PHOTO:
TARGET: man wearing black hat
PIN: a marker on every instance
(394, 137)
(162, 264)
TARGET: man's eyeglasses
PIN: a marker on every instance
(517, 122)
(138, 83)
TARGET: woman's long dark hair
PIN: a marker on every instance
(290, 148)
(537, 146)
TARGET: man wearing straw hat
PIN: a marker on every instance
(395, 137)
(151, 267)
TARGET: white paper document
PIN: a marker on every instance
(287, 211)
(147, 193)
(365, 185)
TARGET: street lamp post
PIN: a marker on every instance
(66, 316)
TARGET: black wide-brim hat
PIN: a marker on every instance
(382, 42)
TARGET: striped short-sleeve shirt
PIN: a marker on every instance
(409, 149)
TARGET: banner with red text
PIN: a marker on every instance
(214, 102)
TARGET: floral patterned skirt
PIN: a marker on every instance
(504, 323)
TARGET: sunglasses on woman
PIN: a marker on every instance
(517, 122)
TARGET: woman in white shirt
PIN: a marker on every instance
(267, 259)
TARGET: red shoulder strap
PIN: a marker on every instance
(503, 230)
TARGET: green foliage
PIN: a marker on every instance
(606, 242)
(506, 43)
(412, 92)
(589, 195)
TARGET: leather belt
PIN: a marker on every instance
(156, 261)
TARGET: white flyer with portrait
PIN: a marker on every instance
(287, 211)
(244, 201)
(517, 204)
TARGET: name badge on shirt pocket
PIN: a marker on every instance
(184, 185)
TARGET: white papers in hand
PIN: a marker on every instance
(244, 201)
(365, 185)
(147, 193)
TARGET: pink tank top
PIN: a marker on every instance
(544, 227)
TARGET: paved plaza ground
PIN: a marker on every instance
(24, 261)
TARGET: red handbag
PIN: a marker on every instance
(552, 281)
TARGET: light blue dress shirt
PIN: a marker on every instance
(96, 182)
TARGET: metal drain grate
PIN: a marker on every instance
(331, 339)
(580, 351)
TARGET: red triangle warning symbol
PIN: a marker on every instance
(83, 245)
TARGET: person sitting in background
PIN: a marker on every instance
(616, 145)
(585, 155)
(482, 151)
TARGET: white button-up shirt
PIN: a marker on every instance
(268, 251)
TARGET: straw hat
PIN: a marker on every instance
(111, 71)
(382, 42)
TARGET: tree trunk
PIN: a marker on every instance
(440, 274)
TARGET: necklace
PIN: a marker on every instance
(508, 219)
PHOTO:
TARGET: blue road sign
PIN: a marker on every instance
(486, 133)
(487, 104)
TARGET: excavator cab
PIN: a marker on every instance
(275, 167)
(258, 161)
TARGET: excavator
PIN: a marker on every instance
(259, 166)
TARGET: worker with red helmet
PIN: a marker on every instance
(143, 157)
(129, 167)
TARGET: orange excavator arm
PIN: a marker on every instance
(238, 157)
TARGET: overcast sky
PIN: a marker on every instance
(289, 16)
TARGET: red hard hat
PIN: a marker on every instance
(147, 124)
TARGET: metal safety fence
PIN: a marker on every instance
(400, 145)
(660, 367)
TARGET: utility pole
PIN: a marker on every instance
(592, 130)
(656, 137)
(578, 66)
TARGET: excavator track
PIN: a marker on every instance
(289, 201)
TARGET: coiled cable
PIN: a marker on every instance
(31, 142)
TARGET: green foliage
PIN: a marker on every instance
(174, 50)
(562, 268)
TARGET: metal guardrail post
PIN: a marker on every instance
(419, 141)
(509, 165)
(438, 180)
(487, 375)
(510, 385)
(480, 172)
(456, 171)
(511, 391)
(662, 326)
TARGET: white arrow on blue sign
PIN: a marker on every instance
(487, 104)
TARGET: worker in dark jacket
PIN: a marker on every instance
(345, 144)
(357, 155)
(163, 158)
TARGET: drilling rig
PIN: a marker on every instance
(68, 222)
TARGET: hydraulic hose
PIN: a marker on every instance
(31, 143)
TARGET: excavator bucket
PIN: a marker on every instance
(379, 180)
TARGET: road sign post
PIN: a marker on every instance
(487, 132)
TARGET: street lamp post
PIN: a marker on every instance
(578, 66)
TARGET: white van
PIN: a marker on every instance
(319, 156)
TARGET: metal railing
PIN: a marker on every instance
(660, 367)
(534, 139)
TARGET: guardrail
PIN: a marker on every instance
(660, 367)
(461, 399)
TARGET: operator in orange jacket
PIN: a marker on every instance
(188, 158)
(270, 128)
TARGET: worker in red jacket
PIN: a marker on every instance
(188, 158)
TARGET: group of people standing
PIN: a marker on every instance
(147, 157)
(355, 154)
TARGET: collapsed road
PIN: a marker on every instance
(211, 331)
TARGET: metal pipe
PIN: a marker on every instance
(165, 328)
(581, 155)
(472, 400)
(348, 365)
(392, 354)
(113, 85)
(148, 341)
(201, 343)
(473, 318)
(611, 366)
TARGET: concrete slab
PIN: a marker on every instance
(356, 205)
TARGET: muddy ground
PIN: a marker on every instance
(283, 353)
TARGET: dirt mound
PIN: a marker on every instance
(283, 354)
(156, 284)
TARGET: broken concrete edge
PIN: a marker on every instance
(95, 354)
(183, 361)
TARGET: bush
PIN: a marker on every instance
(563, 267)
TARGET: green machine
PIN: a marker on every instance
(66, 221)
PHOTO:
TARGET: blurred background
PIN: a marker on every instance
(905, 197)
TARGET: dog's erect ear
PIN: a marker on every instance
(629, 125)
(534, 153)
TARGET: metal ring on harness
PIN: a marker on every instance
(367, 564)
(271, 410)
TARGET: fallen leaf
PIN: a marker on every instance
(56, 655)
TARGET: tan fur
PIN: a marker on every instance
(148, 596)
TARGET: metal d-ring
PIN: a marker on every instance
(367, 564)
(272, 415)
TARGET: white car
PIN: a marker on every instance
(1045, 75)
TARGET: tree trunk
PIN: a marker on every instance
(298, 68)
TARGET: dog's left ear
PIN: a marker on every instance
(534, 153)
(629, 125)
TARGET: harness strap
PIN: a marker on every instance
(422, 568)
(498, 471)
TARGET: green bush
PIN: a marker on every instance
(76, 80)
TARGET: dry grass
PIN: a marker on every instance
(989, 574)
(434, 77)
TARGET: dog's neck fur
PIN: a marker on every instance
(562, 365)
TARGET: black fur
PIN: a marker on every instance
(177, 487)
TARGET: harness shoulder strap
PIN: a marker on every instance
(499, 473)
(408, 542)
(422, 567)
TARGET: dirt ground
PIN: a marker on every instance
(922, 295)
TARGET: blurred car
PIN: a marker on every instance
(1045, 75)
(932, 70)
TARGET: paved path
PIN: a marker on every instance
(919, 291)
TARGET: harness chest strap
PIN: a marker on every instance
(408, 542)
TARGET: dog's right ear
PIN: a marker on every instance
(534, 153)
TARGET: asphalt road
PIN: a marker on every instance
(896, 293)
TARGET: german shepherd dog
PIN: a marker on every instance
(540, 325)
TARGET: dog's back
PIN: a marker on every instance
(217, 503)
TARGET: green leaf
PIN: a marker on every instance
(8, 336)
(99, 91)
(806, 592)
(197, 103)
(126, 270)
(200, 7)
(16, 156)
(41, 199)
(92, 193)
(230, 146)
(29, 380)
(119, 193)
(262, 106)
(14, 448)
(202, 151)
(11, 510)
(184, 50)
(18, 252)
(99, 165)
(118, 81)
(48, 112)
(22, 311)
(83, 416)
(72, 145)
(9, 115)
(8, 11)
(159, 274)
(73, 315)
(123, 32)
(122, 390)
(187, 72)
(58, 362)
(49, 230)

——

:: The task ::
Rewrite the whole listing above, swapping each "marker" for "dot" and leaving everything else as it is.

:: Worked solution ::
PHOTO:
TARGET: man wearing black hat
PIN: a dot on every instance
(394, 137)
(162, 264)
TARGET: man's eyeglasses
PIN: a dot on every instance
(517, 122)
(138, 83)
TARGET: woman's long dark hair
PIN: a dot on every instance
(290, 148)
(537, 146)
TARGET: man wearing straw hat
PIN: a dot on every instance
(395, 137)
(151, 267)
TARGET: white paper document
PIN: a dot on every instance
(287, 211)
(147, 193)
(365, 185)
TARGET: street lamp post
PIN: a dot on every instance
(66, 316)
TARGET: black wide-brim hat
PIN: a dot on every instance
(382, 42)
TARGET: striped short-sleeve shirt
PIN: a dot on every instance
(409, 149)
TARGET: banner with red text
PIN: a dot on every instance
(214, 102)
TARGET: floral patterned skirt
PIN: a dot on every instance
(504, 323)
TARGET: sunglasses on woman
PIN: a dot on every instance
(517, 122)
TARGET: woman in white shirt
PIN: a dot on every instance
(267, 259)
TARGET: red shoulder strap
PIN: a dot on every instance
(503, 230)
TARGET: green foliage
PIN: a dot on every instance
(606, 242)
(506, 43)
(412, 92)
(589, 195)
TARGET: leather belt
PIN: a dot on every instance
(156, 261)
TARGET: white flyer with portrait
PIN: a dot on every instance
(287, 211)
(244, 201)
(517, 204)
TARGET: name badge on shirt pocket
PIN: a dot on every instance
(184, 185)
TARGET: white papers in hand
PIN: a dot on every instance
(244, 201)
(365, 185)
(147, 193)
TARGET: pink tank top
PIN: a dot on every instance
(544, 227)
TARGET: paved plaza ground
PIN: a dot on every instance
(24, 261)
TARGET: red handbag
PIN: a dot on every instance
(552, 281)
TARGET: light blue dress shirt
PIN: a dot on every instance
(96, 182)
TARGET: metal drain grate
PIN: a dot on every instance
(331, 339)
(580, 351)
TARGET: red triangle warning symbol
PIN: a dot on every instance
(83, 245)
TARGET: person sitting in background
PIN: a dot on every instance
(616, 145)
(585, 155)
(482, 151)
TARGET: white button-up shirt
PIN: a dot on every instance
(268, 251)
TARGET: straw hat
PIN: a dot on every instance
(111, 71)
(382, 42)
TARGET: tree trunk
PIN: a dot on every instance
(440, 274)
TARGET: necklace
PIN: a dot on every instance
(508, 219)
PHOTO:
TARGET: blue road sign
PIN: a dot on every instance
(486, 133)
(487, 104)
TARGET: excavator cab
PIN: a dot on every instance
(275, 167)
(258, 161)
TARGET: excavator
PIN: a dot on every instance
(259, 166)
TARGET: worker with red helmet
PIN: a dot on every instance
(143, 157)
(129, 167)
TARGET: orange excavator arm
PIN: a dot on every instance
(238, 157)
TARGET: overcast sky
PIN: a dot on every instance
(289, 16)
TARGET: red hard hat
PIN: a dot on every instance
(147, 124)
TARGET: metal safety fence
PIN: a dot on every instance
(400, 145)
(660, 367)
TARGET: utility pole
PIN: a dot on every instance
(592, 130)
(656, 137)
(578, 66)
TARGET: excavator track
PIN: a dot on every instance
(289, 201)
TARGET: coiled cable
PIN: a dot on every instance
(31, 142)
TARGET: green foliage
PIN: a dot on every instance
(174, 50)
(562, 268)
TARGET: metal guardrail post
PIN: a dot on every instance
(419, 141)
(509, 165)
(438, 180)
(487, 375)
(510, 385)
(480, 172)
(456, 171)
(511, 391)
(662, 326)
TARGET: white arrow on blue sign
PIN: a dot on every instance
(487, 104)
TARGET: worker in dark jacket
PIN: a dot on every instance
(345, 144)
(357, 155)
(163, 158)
TARGET: drilling rig
PIN: a dot on every instance
(68, 222)
TARGET: hydraulic hose
PIN: a dot on every instance
(31, 143)
TARGET: excavator bucket
PIN: a dot on every instance
(379, 180)
TARGET: road sign post
PIN: a dot on every instance
(487, 132)
TARGET: street lamp post
PIN: a dot on every instance
(578, 66)
TARGET: white van
PIN: a dot on every instance
(319, 156)
TARGET: metal railing
PIN: a dot on every instance
(660, 367)
(534, 139)
TARGET: guardrail
PIN: a dot on every instance
(660, 367)
(461, 399)
TARGET: operator in orange jacket
PIN: a dot on every instance
(188, 158)
(270, 128)
TARGET: worker in red jacket
PIN: a dot on every instance
(188, 158)
TARGET: group of people standing
PIN: a dot on every instance
(147, 157)
(355, 154)
TARGET: collapsed road
PIN: a dot on every instance
(211, 331)
TARGET: metal pipe
PIN: a dot on every instance
(165, 328)
(581, 155)
(472, 400)
(348, 365)
(392, 354)
(113, 85)
(148, 341)
(201, 343)
(473, 318)
(611, 366)
TARGET: concrete slab
PIN: a dot on every instance
(356, 205)
TARGET: muddy ground
PIN: a dot on every instance
(283, 353)
TARGET: dirt mound
PIN: a dot on every instance
(283, 354)
(156, 284)
TARGET: broken concrete edge
PIN: a dot on every instance
(95, 354)
(183, 361)
TARGET: bush
PIN: a dot on every instance
(563, 267)
TARGET: green machine
PIN: a dot on every instance
(66, 221)
PHOTO:
TARGET: blurred background
PIN: a dot on every instance
(905, 197)
TARGET: dog's erect ear
PIN: a dot on every instance
(629, 125)
(534, 153)
TARGET: metal ring on harness
PIN: a dot on every instance
(367, 564)
(271, 410)
TARGET: fallen leaf
PIN: a dot on every instance
(56, 655)
TARGET: tan fur
PIN: a dot on every instance
(148, 596)
TARGET: metal d-ring
PIN: a dot on every instance
(367, 564)
(272, 415)
TARGET: white car
PIN: a dot on every instance
(1045, 75)
TARGET: tree trunk
PIN: a dot on every instance
(298, 68)
TARGET: dog's left ear
PIN: a dot on every instance
(534, 153)
(629, 125)
TARGET: harness strap
PIN: a dot on every instance
(422, 568)
(498, 471)
TARGET: green bush
PIN: a dot on every instance
(76, 80)
TARGET: dry grass
PIN: a dot on every instance
(989, 574)
(434, 77)
TARGET: dog's neck fur
PIN: a dot on every instance
(562, 365)
TARGET: black fur
PIN: a dot on every instance
(177, 487)
TARGET: harness shoulder strap
PIN: a dot on every instance
(499, 473)
(408, 542)
(422, 567)
TARGET: dirt ground
PIN: a dot on every instance
(922, 295)
TARGET: blurred car
PIN: a dot on every instance
(1045, 75)
(932, 70)
TARGET: paved path
PIN: a dot on every instance
(919, 291)
TARGET: harness chest strap
PIN: a dot on every instance
(408, 542)
TARGET: dog's right ear
PIN: a dot on every instance
(534, 153)
TARGET: asphalt road
PIN: a dot on every instance
(896, 293)
TARGET: german shepherd dog
PIN: a dot on every instance
(540, 325)
TARGET: dog's back
PIN: a dot on every instance
(217, 503)
TARGET: green leaf
PIN: a dot on every instance
(8, 336)
(99, 91)
(806, 592)
(197, 103)
(126, 270)
(200, 7)
(16, 156)
(41, 199)
(92, 193)
(230, 146)
(29, 380)
(119, 193)
(262, 106)
(14, 448)
(202, 151)
(11, 510)
(184, 50)
(18, 252)
(99, 165)
(118, 81)
(48, 112)
(22, 311)
(83, 416)
(72, 145)
(9, 115)
(8, 11)
(159, 274)
(73, 315)
(123, 32)
(122, 390)
(187, 72)
(58, 362)
(49, 230)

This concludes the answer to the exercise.